■ Instructions to follow
Print the lines of the data below, starting at the line that contains "The goal in" and ending at the line that contains "box: [140, 111, 151, 126]", both included.

[Saved data entries]

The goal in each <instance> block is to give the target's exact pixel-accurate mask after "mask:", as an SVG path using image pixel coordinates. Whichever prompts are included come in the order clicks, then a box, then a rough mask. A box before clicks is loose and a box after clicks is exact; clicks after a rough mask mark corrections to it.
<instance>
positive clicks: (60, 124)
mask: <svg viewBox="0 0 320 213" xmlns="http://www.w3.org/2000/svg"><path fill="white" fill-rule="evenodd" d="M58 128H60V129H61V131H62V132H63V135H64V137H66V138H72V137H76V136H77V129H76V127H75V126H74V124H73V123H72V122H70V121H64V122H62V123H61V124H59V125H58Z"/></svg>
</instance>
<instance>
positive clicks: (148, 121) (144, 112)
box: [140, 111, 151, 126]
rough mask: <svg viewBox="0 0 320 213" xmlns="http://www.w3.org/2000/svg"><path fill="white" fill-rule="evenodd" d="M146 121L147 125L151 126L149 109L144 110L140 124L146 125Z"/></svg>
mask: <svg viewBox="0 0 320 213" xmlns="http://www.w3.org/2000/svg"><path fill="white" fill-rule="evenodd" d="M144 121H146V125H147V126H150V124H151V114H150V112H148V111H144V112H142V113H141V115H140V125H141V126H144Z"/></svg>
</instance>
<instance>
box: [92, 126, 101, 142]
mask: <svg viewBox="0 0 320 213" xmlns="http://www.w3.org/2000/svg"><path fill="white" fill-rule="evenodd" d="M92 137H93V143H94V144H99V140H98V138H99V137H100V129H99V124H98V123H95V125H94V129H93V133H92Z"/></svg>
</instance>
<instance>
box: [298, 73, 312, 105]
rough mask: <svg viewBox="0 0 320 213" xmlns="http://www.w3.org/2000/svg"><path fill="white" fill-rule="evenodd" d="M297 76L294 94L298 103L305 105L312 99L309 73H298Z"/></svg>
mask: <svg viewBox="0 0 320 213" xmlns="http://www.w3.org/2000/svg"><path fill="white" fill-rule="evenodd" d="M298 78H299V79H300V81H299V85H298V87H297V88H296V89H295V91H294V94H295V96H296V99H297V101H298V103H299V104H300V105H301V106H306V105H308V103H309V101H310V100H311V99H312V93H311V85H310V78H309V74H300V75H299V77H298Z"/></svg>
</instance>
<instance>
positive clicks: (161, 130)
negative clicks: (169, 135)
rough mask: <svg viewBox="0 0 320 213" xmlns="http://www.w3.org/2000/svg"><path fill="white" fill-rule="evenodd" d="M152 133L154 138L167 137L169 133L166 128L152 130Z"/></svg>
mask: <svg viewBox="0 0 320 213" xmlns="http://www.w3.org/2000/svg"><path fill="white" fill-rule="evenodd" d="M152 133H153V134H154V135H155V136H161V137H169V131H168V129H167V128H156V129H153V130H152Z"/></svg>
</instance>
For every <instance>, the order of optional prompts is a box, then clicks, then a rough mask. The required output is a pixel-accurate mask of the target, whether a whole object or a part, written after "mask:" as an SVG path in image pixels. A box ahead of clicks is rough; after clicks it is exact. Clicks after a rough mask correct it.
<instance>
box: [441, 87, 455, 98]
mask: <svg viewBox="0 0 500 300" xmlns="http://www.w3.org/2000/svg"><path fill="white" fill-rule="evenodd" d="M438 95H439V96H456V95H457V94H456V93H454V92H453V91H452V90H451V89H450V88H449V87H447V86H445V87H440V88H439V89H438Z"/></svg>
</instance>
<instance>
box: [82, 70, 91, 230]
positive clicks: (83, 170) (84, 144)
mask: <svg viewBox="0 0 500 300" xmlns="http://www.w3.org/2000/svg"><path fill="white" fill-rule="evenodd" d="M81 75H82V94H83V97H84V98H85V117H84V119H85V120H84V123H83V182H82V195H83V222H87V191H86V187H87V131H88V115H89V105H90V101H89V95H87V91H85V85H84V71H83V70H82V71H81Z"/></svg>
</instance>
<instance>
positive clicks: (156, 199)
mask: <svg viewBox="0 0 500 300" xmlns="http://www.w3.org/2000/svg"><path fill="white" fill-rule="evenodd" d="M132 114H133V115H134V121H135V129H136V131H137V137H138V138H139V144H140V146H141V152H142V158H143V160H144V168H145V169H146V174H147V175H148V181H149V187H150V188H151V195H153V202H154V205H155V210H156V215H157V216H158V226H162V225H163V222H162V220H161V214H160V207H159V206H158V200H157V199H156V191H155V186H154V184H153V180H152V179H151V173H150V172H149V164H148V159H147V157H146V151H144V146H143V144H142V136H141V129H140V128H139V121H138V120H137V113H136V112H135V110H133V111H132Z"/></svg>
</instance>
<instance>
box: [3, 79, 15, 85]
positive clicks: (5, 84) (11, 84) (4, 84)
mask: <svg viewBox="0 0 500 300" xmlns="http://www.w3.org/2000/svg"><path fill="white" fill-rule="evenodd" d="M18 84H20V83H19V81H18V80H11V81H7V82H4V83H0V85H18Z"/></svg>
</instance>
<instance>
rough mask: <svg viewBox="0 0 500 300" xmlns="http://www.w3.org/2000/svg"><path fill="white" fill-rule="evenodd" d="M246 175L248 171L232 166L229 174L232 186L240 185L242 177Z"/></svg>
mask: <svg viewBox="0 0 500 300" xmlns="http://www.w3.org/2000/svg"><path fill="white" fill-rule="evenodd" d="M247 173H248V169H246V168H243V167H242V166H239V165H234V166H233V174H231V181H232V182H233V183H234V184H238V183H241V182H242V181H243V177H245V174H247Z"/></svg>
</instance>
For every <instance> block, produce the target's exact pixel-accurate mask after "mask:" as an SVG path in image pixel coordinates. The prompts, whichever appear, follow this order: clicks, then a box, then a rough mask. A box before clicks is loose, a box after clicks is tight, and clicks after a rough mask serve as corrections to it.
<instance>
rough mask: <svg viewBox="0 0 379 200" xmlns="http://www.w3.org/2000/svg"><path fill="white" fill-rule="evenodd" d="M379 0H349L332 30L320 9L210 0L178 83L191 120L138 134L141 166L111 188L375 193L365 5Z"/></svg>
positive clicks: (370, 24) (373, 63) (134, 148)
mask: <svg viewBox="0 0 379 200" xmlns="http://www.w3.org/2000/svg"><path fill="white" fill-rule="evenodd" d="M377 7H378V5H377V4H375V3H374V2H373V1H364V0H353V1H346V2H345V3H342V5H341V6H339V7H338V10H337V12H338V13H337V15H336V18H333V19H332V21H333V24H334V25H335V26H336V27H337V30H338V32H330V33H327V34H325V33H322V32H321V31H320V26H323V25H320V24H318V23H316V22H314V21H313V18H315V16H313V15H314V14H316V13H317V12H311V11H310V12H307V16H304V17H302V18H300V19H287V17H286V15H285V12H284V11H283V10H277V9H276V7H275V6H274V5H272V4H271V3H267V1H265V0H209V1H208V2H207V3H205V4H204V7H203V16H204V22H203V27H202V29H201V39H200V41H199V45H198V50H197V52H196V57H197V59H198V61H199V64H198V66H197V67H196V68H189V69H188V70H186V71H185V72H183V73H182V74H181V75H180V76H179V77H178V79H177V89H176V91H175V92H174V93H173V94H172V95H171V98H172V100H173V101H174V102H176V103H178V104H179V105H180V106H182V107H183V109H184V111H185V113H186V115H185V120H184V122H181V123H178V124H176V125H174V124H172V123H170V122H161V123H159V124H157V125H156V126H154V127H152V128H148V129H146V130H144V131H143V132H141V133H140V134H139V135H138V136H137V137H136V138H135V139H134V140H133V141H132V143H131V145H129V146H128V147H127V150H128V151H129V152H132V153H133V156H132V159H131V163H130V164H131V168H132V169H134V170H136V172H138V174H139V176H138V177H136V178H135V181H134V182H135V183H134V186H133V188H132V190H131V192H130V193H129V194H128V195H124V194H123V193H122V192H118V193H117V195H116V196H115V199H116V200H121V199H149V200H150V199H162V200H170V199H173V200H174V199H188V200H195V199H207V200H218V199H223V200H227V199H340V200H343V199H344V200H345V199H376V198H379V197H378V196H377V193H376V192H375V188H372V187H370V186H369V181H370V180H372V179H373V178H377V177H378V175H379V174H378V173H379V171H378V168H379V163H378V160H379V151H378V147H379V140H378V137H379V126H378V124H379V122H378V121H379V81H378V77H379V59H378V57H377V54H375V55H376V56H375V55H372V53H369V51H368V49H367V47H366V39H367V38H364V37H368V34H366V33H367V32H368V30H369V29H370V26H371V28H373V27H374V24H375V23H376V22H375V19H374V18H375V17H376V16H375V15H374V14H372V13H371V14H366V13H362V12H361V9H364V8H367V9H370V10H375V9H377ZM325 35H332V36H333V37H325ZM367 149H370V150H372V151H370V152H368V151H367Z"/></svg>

* * *

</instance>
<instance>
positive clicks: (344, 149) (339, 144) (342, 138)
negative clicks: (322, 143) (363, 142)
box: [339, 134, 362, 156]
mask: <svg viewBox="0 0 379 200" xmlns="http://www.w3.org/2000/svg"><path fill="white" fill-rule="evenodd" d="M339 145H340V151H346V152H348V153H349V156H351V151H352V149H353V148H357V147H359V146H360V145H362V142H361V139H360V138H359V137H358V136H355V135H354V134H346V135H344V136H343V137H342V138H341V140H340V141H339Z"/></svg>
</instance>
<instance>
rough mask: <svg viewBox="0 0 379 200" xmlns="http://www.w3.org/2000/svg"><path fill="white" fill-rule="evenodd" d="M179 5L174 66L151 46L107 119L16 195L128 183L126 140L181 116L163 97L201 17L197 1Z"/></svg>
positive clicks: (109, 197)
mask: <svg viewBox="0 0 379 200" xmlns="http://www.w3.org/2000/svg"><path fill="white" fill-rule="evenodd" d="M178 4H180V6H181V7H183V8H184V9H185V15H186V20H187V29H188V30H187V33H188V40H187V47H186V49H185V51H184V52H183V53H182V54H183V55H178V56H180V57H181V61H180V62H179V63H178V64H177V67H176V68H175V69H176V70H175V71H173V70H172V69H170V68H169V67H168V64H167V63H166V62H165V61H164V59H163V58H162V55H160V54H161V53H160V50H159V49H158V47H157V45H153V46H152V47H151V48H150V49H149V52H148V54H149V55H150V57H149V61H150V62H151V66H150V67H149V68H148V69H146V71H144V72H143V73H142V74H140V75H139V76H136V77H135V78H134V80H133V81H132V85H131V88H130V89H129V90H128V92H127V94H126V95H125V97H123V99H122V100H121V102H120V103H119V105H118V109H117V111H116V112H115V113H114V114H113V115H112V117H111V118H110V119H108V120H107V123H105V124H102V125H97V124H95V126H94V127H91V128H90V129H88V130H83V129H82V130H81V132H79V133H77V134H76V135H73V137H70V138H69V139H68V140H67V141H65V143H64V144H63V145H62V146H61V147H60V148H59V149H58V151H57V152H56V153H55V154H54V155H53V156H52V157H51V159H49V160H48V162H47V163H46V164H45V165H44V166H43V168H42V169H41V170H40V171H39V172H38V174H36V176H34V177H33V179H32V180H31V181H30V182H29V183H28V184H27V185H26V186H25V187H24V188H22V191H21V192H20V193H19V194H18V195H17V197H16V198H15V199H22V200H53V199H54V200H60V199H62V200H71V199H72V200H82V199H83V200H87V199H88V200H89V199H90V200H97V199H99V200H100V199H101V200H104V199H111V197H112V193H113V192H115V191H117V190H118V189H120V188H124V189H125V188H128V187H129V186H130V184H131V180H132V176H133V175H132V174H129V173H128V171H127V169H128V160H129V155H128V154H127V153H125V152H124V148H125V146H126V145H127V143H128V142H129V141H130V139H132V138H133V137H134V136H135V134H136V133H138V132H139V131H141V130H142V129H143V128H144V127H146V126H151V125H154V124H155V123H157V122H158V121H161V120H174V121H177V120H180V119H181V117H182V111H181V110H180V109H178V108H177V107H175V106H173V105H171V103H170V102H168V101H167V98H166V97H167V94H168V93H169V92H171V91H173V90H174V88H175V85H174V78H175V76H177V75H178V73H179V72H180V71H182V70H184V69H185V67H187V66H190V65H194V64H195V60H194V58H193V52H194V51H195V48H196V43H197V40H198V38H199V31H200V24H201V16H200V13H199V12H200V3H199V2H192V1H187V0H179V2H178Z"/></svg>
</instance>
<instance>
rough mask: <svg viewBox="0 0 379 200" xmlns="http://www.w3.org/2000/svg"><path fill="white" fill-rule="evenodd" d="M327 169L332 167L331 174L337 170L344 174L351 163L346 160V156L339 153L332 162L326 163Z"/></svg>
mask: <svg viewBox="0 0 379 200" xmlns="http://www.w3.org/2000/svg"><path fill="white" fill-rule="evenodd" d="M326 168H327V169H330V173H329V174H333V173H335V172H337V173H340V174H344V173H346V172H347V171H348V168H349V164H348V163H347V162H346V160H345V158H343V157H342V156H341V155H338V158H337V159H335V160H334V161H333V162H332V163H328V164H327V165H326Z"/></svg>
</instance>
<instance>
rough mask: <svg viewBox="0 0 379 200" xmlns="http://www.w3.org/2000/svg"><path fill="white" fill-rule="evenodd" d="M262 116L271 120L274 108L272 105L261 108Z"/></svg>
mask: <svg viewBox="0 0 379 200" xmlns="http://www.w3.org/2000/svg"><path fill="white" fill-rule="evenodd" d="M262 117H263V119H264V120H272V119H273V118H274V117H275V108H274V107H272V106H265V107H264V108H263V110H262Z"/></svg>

■ The answer
The goal in each <instance> block is to give the target's exact pixel-accurate mask after "mask:", as an SVG path using image pixel coordinates. Whichever prompts are included come in the order clicks, then a box, then a rough mask. A box before clicks is loose and a box after clicks is exact; clicks after a rough mask mark corrections to it.
<instance>
positive clicks: (60, 124)
mask: <svg viewBox="0 0 320 213" xmlns="http://www.w3.org/2000/svg"><path fill="white" fill-rule="evenodd" d="M58 128H60V129H61V131H62V132H63V135H64V137H66V138H72V137H76V136H77V129H76V127H75V126H74V124H73V123H72V122H70V121H64V122H62V123H61V124H59V125H58Z"/></svg>
</instance>
<instance>
positive clicks: (148, 121) (144, 112)
box: [140, 111, 151, 126]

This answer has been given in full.